Arbeitsauftrag A -> Stelle die Zeilen der Datensätze von der Zeile mit "target: <item>brick chimney</item>" bis zum Ende der Datensätze, beide Enden eingeschlossen, als nummerierte Liste ohne Leerzeilen dar. Lass die Bilder in der Antwort weg.

Textauszug ->

○ ○ ○ ○ ○ ○ ○

Das Oberlandesgericht hat dem Aussetzungsantrag nicht stattgegeben und die Berufung zurückgewiesen.
Nach Erlaß des Berufungsurteils erteilte das Landwirtschaftsgericht die von der Klägerin nachgesuchte Zustimmung. Die sofortige Beschwerde der Beklagten blieb erfolglos.
Die Klägerin nimmt die Abweisung des zweiten Hauptantrages (Antrag II Nr. 1) hin. Die anderen Anträge verfolgt sie mit der Revision weiter. Die Beklagte beantragt, das Rechtsmittel zurückzuweisen.
Entscheidungsgründe
Die Revision hat Erfolg.
A)
Anspruch auf Auflassung des Hofgrundbesitzes oder Berichtigung des Grundbuchs:
I.

○ ○ ○ ○ ○ ○ ○

Extrahierte Angaben ->

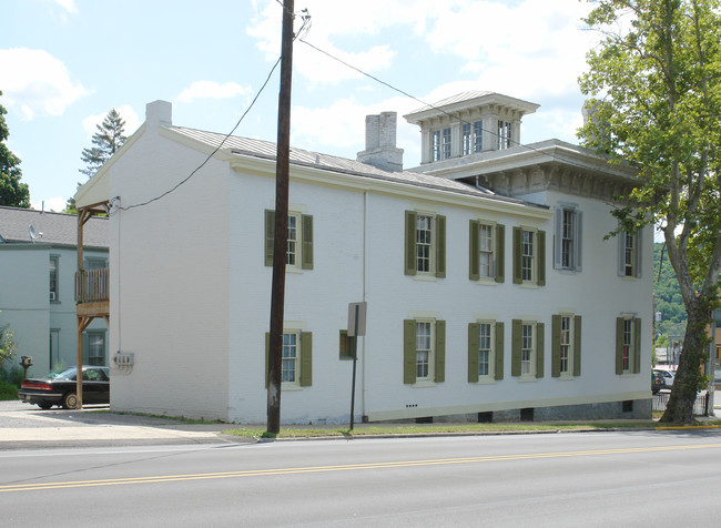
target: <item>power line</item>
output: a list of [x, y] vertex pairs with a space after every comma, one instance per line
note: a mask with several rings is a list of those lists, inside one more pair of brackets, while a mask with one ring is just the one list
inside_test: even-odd
[[[227, 141], [227, 139], [229, 139], [231, 135], [233, 135], [233, 132], [235, 132], [235, 130], [241, 125], [241, 123], [243, 122], [243, 120], [245, 119], [245, 116], [248, 114], [248, 112], [253, 109], [253, 106], [255, 105], [255, 102], [256, 102], [256, 101], [258, 100], [258, 98], [261, 97], [261, 93], [263, 93], [263, 91], [265, 90], [265, 87], [267, 87], [267, 83], [270, 82], [271, 77], [273, 77], [273, 72], [275, 71], [275, 69], [277, 68], [277, 65], [278, 65], [280, 63], [281, 63], [281, 57], [278, 57], [278, 59], [275, 61], [275, 64], [273, 64], [273, 68], [271, 68], [271, 71], [268, 72], [267, 77], [265, 78], [265, 82], [263, 83], [263, 85], [261, 87], [261, 89], [258, 90], [258, 92], [255, 94], [255, 98], [253, 98], [253, 101], [251, 101], [251, 104], [247, 106], [247, 109], [245, 109], [245, 112], [243, 112], [243, 115], [241, 115], [241, 119], [237, 120], [237, 123], [235, 123], [235, 126], [233, 126], [233, 130], [231, 130], [227, 134], [225, 134], [225, 138], [223, 138], [223, 141], [221, 141], [220, 144], [215, 148], [215, 150], [213, 150], [213, 152], [211, 152], [211, 153], [207, 155], [207, 158], [205, 158], [205, 160], [203, 161], [203, 163], [201, 163], [200, 165], [197, 165], [193, 172], [191, 172], [187, 176], [185, 176], [183, 180], [181, 180], [180, 182], [177, 182], [175, 185], [173, 185], [171, 189], [169, 189], [169, 190], [165, 191], [164, 193], [162, 193], [162, 194], [160, 194], [160, 195], [158, 195], [158, 196], [155, 196], [155, 197], [153, 197], [153, 199], [150, 199], [150, 200], [148, 200], [148, 201], [145, 201], [145, 202], [141, 202], [141, 203], [136, 203], [136, 204], [132, 204], [132, 205], [119, 206], [116, 210], [112, 211], [112, 213], [111, 213], [110, 215], [112, 216], [112, 215], [115, 214], [115, 212], [118, 212], [118, 211], [129, 211], [129, 210], [131, 210], [131, 209], [142, 207], [142, 206], [144, 206], [144, 205], [149, 205], [149, 204], [151, 204], [151, 203], [153, 203], [153, 202], [156, 202], [156, 201], [161, 200], [162, 197], [167, 196], [170, 193], [172, 193], [172, 192], [175, 191], [177, 187], [180, 187], [182, 184], [184, 184], [185, 182], [187, 182], [191, 177], [193, 177], [197, 171], [200, 171], [201, 169], [203, 169], [203, 166], [205, 166], [205, 164], [211, 160], [211, 158], [213, 158], [213, 156], [215, 155], [215, 153], [216, 153], [217, 151], [221, 150], [221, 148], [223, 146], [223, 144], [225, 144], [225, 142]], [[118, 197], [112, 199], [112, 200], [111, 200], [111, 204], [112, 204], [112, 202], [115, 201], [115, 200], [118, 200]]]

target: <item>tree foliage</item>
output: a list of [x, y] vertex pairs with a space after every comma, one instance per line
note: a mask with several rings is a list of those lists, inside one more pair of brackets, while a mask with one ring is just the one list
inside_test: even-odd
[[598, 0], [602, 33], [580, 79], [588, 146], [639, 170], [615, 214], [663, 231], [687, 312], [683, 353], [661, 418], [691, 423], [721, 264], [721, 11], [718, 0]]
[[10, 135], [4, 118], [7, 113], [0, 104], [0, 205], [29, 209], [30, 190], [27, 183], [20, 183], [20, 159], [4, 144]]
[[120, 150], [125, 140], [125, 121], [120, 116], [115, 109], [112, 109], [105, 115], [101, 124], [95, 125], [95, 133], [92, 136], [90, 149], [83, 149], [80, 159], [87, 164], [84, 169], [79, 169], [88, 177], [92, 176], [110, 158]]

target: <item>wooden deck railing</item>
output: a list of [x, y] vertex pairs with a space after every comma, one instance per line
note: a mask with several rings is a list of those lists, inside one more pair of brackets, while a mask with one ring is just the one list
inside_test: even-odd
[[110, 301], [110, 270], [78, 270], [75, 272], [75, 303]]

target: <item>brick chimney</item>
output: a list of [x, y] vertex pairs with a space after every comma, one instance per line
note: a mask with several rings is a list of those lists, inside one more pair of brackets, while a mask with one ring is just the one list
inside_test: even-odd
[[396, 148], [396, 112], [366, 115], [366, 150], [357, 161], [384, 171], [403, 171], [403, 149]]

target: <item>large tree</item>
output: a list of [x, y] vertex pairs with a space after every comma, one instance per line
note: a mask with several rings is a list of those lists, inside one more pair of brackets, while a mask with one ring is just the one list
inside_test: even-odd
[[0, 205], [29, 209], [30, 190], [27, 183], [20, 183], [20, 159], [6, 145], [10, 135], [4, 118], [7, 113], [0, 104]]
[[101, 124], [95, 125], [97, 131], [92, 136], [94, 146], [83, 149], [81, 160], [87, 164], [79, 171], [88, 177], [98, 172], [98, 169], [110, 160], [110, 158], [120, 150], [125, 140], [125, 121], [120, 116], [115, 109], [112, 109], [105, 115]]
[[589, 146], [639, 171], [615, 214], [622, 229], [661, 229], [688, 324], [661, 420], [693, 422], [708, 377], [708, 324], [721, 264], [721, 10], [718, 0], [597, 0], [601, 31], [580, 79]]

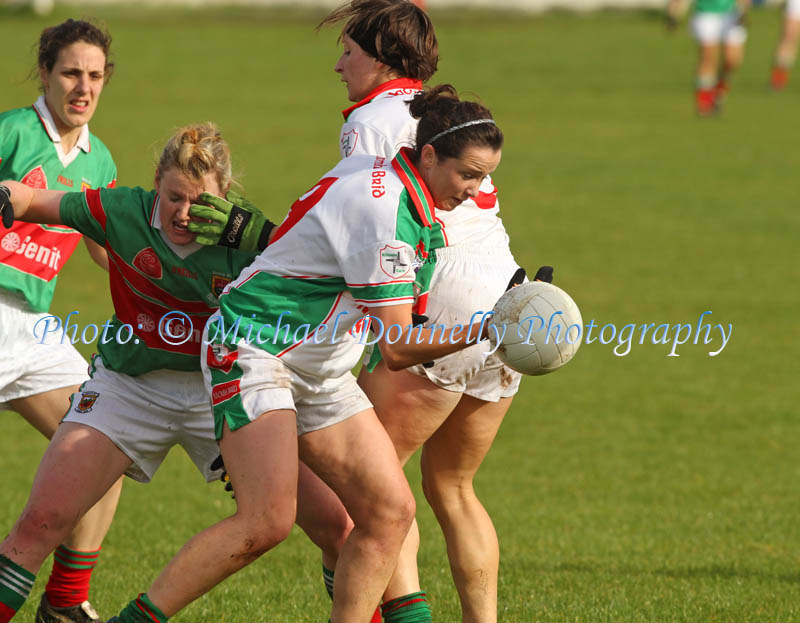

○ ○ ○ ○ ○ ○ ○

Arbeitsauftrag B ->
Beantworte die folgenden Fragen zum Textauszug, jede Antwort in einer eigenen Zeile mit derselben Markierung:
(i) Wie entschied das Oberlandesgericht über die Berufung?
(ii) Was erteilte das Landwirtschaftsgericht nach Erlass des Berufungsurteils?
(iii) Was beantragt die Beklagte im Revisionsverfahren?

Antwort A ->
1. target: <item>brick chimney</item>
2. output: a list of [x, y] vertex pairs with a space after every comma, one instance per line
3. note: a mask with several rings is a list of those lists, inside one more pair of brackets, while a mask with one ring is just the one list
4. inside_test: even-odd
5. [[396, 148], [396, 112], [366, 115], [366, 150], [357, 161], [384, 171], [403, 171], [403, 149]]
6. target: <item>large tree</item>
7. output: a list of [x, y] vertex pairs with a space after every comma, one instance per line
8. note: a mask with several rings is a list of those lists, inside one more pair of brackets, while a mask with one ring is just the one list
9. inside_test: even-odd
10. [[0, 205], [29, 209], [30, 190], [27, 183], [20, 183], [20, 159], [6, 145], [10, 135], [4, 118], [7, 113], [0, 104]]
11. [[101, 124], [95, 125], [97, 131], [92, 136], [94, 146], [83, 149], [81, 160], [87, 164], [79, 171], [88, 177], [98, 172], [98, 169], [110, 160], [110, 158], [120, 150], [125, 140], [125, 121], [120, 116], [115, 109], [112, 109], [105, 115]]
12. [[589, 146], [639, 171], [615, 214], [622, 229], [661, 229], [688, 324], [661, 420], [693, 422], [708, 377], [708, 324], [721, 264], [721, 10], [718, 0], [597, 0], [601, 31], [580, 79]]

Antwort B ->
(i) Es wies die Berufung zurück.
(ii) Die von der Klägerin nachgesuchte Zustimmung.
(iii) Das Rechtsmittel zurückzuweisen.